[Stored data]
—————

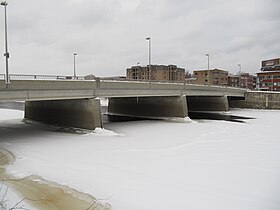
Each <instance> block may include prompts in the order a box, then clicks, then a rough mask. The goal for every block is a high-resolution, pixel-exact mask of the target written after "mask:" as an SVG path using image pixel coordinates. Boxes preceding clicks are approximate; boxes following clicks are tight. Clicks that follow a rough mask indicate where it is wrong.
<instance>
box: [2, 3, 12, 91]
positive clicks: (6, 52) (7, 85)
mask: <svg viewBox="0 0 280 210" xmlns="http://www.w3.org/2000/svg"><path fill="white" fill-rule="evenodd" d="M1 5H2V6H4V12H5V53H4V56H5V57H6V87H7V86H8V85H9V84H10V76H9V64H8V59H9V57H10V56H9V53H8V32H7V5H8V3H7V2H6V1H3V2H1Z"/></svg>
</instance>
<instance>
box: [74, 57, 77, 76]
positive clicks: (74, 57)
mask: <svg viewBox="0 0 280 210" xmlns="http://www.w3.org/2000/svg"><path fill="white" fill-rule="evenodd" d="M76 55H77V53H74V79H76V77H77V76H76Z"/></svg>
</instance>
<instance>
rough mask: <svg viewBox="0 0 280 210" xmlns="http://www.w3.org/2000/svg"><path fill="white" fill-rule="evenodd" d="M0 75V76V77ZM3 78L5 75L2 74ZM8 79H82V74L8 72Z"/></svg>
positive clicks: (40, 79)
mask: <svg viewBox="0 0 280 210" xmlns="http://www.w3.org/2000/svg"><path fill="white" fill-rule="evenodd" d="M1 76H2V75H1ZM1 76H0V78H2V77H1ZM3 77H4V79H5V75H3ZM9 78H10V81H12V80H36V79H38V80H74V79H75V80H84V77H83V76H76V77H75V78H74V76H65V75H38V74H10V75H9Z"/></svg>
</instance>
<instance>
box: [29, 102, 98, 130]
mask: <svg viewBox="0 0 280 210" xmlns="http://www.w3.org/2000/svg"><path fill="white" fill-rule="evenodd" d="M24 117H25V118H26V119H30V120H34V121H39V122H45V123H51V124H57V125H62V126H71V127H76V128H82V129H89V130H94V129H95V128H96V127H103V124H102V119H101V109H100V100H99V99H73V100H72V99H71V100H48V101H26V102H25V114H24Z"/></svg>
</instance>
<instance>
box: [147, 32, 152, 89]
mask: <svg viewBox="0 0 280 210" xmlns="http://www.w3.org/2000/svg"><path fill="white" fill-rule="evenodd" d="M146 40H147V41H148V42H149V82H150V83H151V42H152V39H151V37H147V38H146Z"/></svg>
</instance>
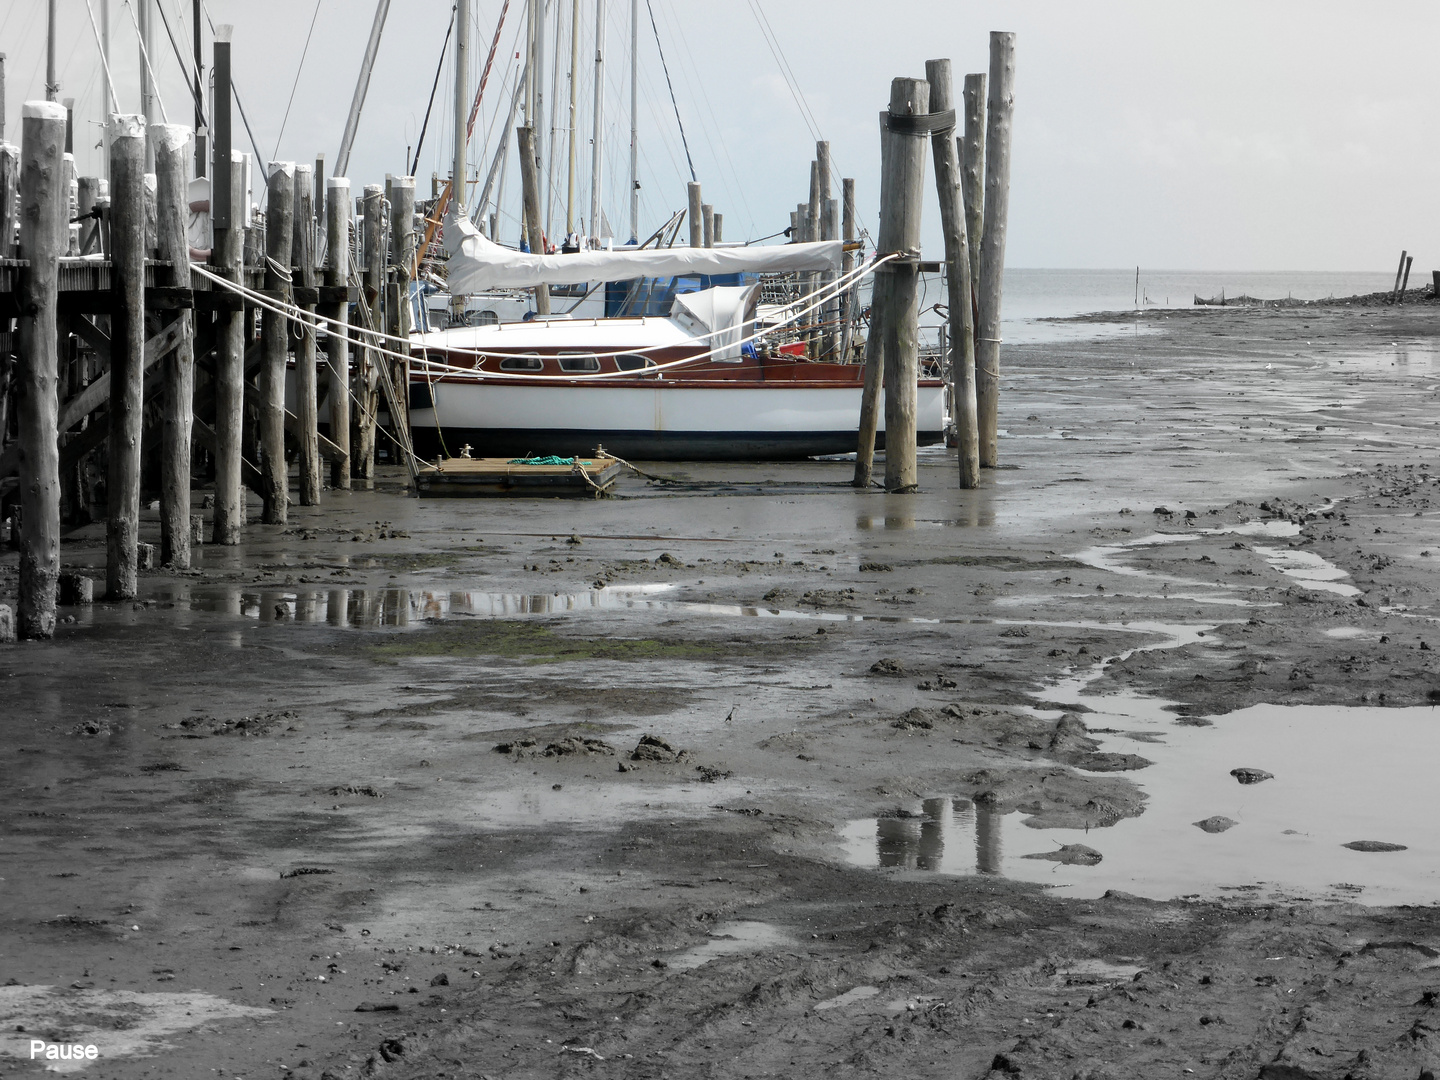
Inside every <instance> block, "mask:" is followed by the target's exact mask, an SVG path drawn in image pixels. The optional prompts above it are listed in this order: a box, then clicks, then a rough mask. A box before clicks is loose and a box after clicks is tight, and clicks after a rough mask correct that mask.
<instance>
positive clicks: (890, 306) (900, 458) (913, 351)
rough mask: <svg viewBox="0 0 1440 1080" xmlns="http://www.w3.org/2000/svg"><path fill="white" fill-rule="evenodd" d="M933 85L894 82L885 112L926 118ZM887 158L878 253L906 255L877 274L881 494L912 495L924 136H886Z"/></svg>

—————

## Work request
Make an exact copy of the records above, with the pictures left out.

## Solution for this task
Each <instance> block may include prompts in the order a box, then clicks, then a rough mask. The goal for every block is a high-resolution, pixel-exact mask of the target written after "mask:" as an SVG path using image pixel coordinates. Boxes preceding clicks are approximate; boxes following clicks are tight. Clicks that follow a rough mask indicate where it is wrong.
<instance>
box: [2, 3, 12, 91]
positive clicks: (6, 52) (7, 85)
mask: <svg viewBox="0 0 280 210" xmlns="http://www.w3.org/2000/svg"><path fill="white" fill-rule="evenodd" d="M1 5H2V6H4V12H5V53H4V56H5V57H6V87H7V86H8V85H9V84H10V76H9V64H8V59H9V57H10V56H9V53H8V32H7V5H8V3H7V2H6V1H3V2H1Z"/></svg>
</instance>
<instance>
box: [74, 57, 77, 76]
positive clicks: (74, 57)
mask: <svg viewBox="0 0 280 210" xmlns="http://www.w3.org/2000/svg"><path fill="white" fill-rule="evenodd" d="M76 55H77V53H74V79H76V77H77V76H76Z"/></svg>
</instance>
<instance>
rough mask: <svg viewBox="0 0 280 210" xmlns="http://www.w3.org/2000/svg"><path fill="white" fill-rule="evenodd" d="M0 75V76V77ZM3 78L5 75L2 74ZM8 79H82V74L8 72Z"/></svg>
positive clicks: (40, 79)
mask: <svg viewBox="0 0 280 210" xmlns="http://www.w3.org/2000/svg"><path fill="white" fill-rule="evenodd" d="M1 76H2V75H1ZM1 76H0V78H2V77H1ZM3 77H4V79H5V75H3ZM9 78H10V81H12V80H36V79H38V80H74V79H75V80H84V77H83V76H76V77H75V78H74V76H65V75H38V74H10V75H9Z"/></svg>
</instance>
<instance>
box: [29, 102, 98, 130]
mask: <svg viewBox="0 0 280 210" xmlns="http://www.w3.org/2000/svg"><path fill="white" fill-rule="evenodd" d="M24 117H25V118H26V119H30V120H34V121H39V122H45V123H51V124H57V125H62V126H71V127H76V128H82V129H89V130H94V129H95V128H96V127H103V124H102V119H101V109H100V100H99V99H73V100H72V99H71V100H48V101H26V102H25V114H24Z"/></svg>
</instance>
<instance>
box: [147, 32, 152, 89]
mask: <svg viewBox="0 0 280 210" xmlns="http://www.w3.org/2000/svg"><path fill="white" fill-rule="evenodd" d="M146 40H147V41H148V42H149V82H150V83H151V42H152V39H151V37H147V38H146Z"/></svg>
</instance>
Inside every <instance> block, "mask:" is followed by the target's exact mask, an SVG path drawn in image pixels. The optional prompts above it are listed in this order: a box, then clicks, then a rough mask. A box before clicks is loose and a box after clicks is tight, and clicks after a rough mask correct that mask.
<instance>
positive clicks: (890, 306) (900, 458) (913, 351)
rough mask: <svg viewBox="0 0 1440 1080" xmlns="http://www.w3.org/2000/svg"><path fill="white" fill-rule="evenodd" d="M933 85L894 82L885 112L926 118ZM887 158L878 253L906 255L877 274L881 494L912 495L924 136H886Z"/></svg>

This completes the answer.